TASK BRIEF:
In the qspinlock patch below, write out everything from "Four queue nodes" down to "this exception case.", word for word.

SOURCE DOCUMENT:
● ● ●
[PATCH 1/5] locking/qspinlock: Safely handle > 4 nesting levels

From: Waiman Long
Date: Mon Jan 21 2019 - 02:39:36 EST


Four queue nodes per cpu are allocated to enable up to 4 nesting levels
using the per-cpu nodes. Nested NMIs are possible in some architectures.
Still it is very unlikely that we will ever hit more than 4 nested
levels with contention in the slowpath.

When that rare condition happens, however, it is likely that the system
will hang or crash shortly after that. It is not good and we need to
handle this exception case.

On bare metal system, a new acquire_lock_no_node() function is now
added to deal with this case. The pending bit together with a new
waiting bit are overloaded to serve a special function as noted
below. The special tail value _Q_TAIL_WAITING is used as a special
flag by acquire_lock_no_node() to signal the next cpu to spin on the
waiting bit which is used as separator for the now disjointed queue.
Please see the comments in the code for the details.

On virtual machine, a new and simpler pv_acquire_lock_no_node() function
is used to directly steal the lock as lock stealing is allowed in the
PV locking path.

By doing so, we are able to support arbitrary nesting levels with no
noticeable performance degradation for the common case of <= 4 nesting
levels.

Signed-off-by: Waiman Long <longman@xxxxxxxxxx>
---
include/asm-generic/qspinlock_types.h | 41 ++++++--
kernel/locking/qspinlock.c | 181 +++++++++++++++++++++++++++++++---
kernel/locking/qspinlock_paravirt.h | 30 +++++-
3 files changed, 226 insertions(+), 26 deletions(-)

diff --git a/include/asm-generic/qspinlock_types.h b/include/asm-generic/qspinlock_types.h
index d10f1e7..50602dd 100644
--- a/include/asm-generic/qspinlock_types.h
+++ b/include/asm-generic/qspinlock_types.h
@@ -68,18 +68,20 @@
/*
* Bitfields in the atomic value:
*
- * When NR_CPUS < 16K
+ * When NR_CPUS < 16K-1
* 0- 7: locked byte
* 8: pending
- * 9-15: not used
+ * 9-14: not used
+ * 15: waiting
* 16-17: tail index
* 18-31: tail cpu (+1)
● ● ●
RECORDS PROVIDED:

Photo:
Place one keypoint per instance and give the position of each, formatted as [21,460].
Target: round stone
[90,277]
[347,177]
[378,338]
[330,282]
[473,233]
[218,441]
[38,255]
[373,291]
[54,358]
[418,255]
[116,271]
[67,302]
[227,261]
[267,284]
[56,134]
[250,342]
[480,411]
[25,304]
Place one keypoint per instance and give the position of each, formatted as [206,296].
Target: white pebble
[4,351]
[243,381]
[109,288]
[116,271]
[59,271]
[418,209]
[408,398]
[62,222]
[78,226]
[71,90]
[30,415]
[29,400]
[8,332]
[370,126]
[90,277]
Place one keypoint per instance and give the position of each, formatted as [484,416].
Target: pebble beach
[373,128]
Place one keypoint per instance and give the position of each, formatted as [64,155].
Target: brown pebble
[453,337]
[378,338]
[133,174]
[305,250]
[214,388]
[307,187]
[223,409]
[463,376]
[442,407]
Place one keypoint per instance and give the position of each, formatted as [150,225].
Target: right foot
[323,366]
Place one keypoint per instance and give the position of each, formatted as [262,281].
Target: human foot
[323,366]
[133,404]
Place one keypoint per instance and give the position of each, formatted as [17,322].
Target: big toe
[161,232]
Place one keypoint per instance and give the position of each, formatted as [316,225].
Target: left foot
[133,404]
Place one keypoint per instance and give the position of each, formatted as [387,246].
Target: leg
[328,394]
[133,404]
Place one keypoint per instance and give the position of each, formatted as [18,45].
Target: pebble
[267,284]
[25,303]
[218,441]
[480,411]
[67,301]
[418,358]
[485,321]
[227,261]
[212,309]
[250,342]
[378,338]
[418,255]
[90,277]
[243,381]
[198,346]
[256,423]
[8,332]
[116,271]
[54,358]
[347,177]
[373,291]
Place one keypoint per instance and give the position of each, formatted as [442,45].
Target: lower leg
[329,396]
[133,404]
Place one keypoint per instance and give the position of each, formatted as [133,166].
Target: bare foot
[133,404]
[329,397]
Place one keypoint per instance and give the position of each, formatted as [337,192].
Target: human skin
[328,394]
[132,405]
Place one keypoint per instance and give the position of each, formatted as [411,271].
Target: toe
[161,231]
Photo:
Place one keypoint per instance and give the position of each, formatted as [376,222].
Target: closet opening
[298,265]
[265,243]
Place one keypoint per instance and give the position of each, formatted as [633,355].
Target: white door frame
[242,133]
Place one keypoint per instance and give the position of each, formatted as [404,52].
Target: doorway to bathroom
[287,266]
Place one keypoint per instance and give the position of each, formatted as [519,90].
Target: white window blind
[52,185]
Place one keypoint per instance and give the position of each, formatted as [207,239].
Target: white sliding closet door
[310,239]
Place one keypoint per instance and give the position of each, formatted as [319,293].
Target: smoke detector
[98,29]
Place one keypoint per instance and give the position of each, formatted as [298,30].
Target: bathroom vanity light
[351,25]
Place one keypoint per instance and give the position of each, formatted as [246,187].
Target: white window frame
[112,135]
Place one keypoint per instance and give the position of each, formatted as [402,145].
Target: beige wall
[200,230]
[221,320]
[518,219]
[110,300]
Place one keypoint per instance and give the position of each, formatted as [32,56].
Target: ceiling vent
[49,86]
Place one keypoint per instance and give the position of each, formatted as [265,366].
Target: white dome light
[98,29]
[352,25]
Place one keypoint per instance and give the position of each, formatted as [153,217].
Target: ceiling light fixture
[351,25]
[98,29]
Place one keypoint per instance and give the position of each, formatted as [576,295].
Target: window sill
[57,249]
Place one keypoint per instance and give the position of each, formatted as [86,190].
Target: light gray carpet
● ● ●
SOLUTION TO THE EXERCISE:
Four queue nodes per cpu are allocated to enable up to 4 nesting levels
using the per-cpu nodes. Nested NMIs are possible in some architectures.
Still it is very unlikely that we will ever hit more than 4 nested
levels with contention in the slowpath.

When that rare condition happens, however, it is likely that the system
will hang or crash shortly after that. It is not good and we need to
handle this exception case.